WHAT YOU HAVE TO DO:
Reproduce the data below verbatim from the line containing "Reviewer check: make sure each instance of the side mirror" through its final line, and produce nothing more.

DATASET RECORDS:
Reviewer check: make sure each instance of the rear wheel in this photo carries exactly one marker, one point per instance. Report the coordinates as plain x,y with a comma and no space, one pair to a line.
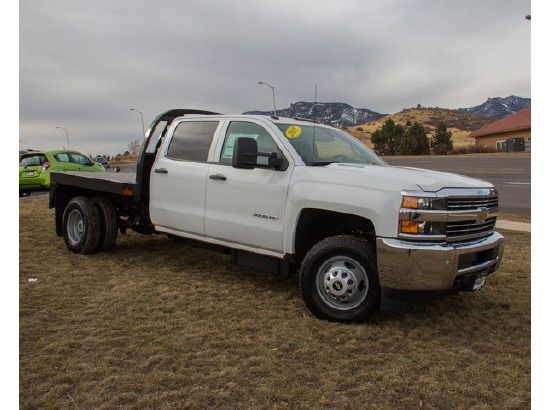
339,281
109,223
81,226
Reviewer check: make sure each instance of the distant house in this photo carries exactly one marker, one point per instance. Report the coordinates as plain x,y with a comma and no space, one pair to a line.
511,133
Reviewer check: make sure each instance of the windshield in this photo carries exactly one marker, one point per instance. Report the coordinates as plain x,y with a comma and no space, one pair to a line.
322,146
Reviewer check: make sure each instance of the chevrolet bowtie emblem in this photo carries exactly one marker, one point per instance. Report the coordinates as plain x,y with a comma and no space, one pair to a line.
482,215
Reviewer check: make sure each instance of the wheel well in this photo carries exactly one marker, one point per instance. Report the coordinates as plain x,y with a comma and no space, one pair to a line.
315,225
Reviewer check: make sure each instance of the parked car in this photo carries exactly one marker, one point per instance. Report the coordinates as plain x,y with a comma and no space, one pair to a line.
102,160
35,168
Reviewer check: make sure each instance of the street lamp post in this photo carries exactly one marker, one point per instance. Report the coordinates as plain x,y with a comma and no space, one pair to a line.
66,133
142,123
273,91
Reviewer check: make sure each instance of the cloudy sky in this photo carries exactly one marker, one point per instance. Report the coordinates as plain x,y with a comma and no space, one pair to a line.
84,64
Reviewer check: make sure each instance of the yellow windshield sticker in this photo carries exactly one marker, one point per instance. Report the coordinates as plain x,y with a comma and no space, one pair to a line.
293,131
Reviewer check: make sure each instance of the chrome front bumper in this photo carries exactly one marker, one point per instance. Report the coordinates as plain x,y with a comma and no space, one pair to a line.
407,265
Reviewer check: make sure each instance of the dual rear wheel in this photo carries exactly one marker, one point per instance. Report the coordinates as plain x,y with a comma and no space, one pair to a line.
90,225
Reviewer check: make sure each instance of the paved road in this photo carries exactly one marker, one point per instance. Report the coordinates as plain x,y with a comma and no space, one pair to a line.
511,174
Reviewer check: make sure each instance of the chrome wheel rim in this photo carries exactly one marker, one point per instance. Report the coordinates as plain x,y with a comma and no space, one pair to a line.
75,227
342,283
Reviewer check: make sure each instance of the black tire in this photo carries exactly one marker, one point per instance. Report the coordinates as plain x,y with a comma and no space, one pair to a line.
81,225
339,279
109,224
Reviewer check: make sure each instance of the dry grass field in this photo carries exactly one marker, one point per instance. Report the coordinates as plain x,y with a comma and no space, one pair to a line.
156,325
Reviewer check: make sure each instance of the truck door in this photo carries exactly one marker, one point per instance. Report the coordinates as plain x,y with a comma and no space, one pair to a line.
247,206
178,178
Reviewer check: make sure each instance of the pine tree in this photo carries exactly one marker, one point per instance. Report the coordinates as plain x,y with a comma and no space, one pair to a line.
415,141
388,138
442,141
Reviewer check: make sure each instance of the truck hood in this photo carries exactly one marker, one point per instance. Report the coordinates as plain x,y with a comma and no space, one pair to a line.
427,180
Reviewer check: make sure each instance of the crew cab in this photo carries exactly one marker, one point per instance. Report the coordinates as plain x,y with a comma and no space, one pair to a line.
290,195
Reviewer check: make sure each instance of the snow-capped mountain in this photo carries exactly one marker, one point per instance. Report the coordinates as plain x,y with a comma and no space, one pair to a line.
499,107
337,114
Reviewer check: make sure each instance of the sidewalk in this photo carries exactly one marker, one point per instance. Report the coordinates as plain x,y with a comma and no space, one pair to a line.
514,226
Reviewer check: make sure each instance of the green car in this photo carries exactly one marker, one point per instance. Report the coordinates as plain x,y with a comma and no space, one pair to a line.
35,168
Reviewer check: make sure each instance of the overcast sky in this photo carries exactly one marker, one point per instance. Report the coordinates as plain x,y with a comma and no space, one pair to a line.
84,64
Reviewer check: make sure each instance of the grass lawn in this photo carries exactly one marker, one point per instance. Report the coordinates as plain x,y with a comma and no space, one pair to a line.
155,324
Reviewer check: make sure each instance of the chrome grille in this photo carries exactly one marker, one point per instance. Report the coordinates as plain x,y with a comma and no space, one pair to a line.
465,203
470,228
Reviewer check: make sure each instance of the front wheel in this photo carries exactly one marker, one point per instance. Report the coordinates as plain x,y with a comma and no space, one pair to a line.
339,280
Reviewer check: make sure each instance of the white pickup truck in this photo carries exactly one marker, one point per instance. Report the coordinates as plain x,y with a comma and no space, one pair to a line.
286,195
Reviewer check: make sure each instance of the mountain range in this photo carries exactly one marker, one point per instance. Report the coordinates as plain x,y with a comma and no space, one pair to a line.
344,115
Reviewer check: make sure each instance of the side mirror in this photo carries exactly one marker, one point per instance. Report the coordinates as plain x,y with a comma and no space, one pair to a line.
245,153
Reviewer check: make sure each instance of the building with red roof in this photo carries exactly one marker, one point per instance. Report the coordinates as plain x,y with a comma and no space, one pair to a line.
511,133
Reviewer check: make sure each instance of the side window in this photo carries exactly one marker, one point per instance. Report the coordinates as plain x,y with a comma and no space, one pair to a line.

EXERCISE RESPONSE:
Reviewer check: make sure each instance of the side mirror in this photo carries exactly one marker, one point per instance. Report the coordinates as plain x,y with a comma and no space, one pair to a line.
245,153
Reviewer check: make sure each instance of the building with red roof in this photo carries exactly one marker, one point per instance. Report the coordinates as plain x,y with a comma and no space, one pair to a line.
511,133
Reviewer check: make sure each instance of the side window in this photo carries exactly one marker, one point per instance. Report the coordinates as plain x,y with a comma and no space, one pair to a line.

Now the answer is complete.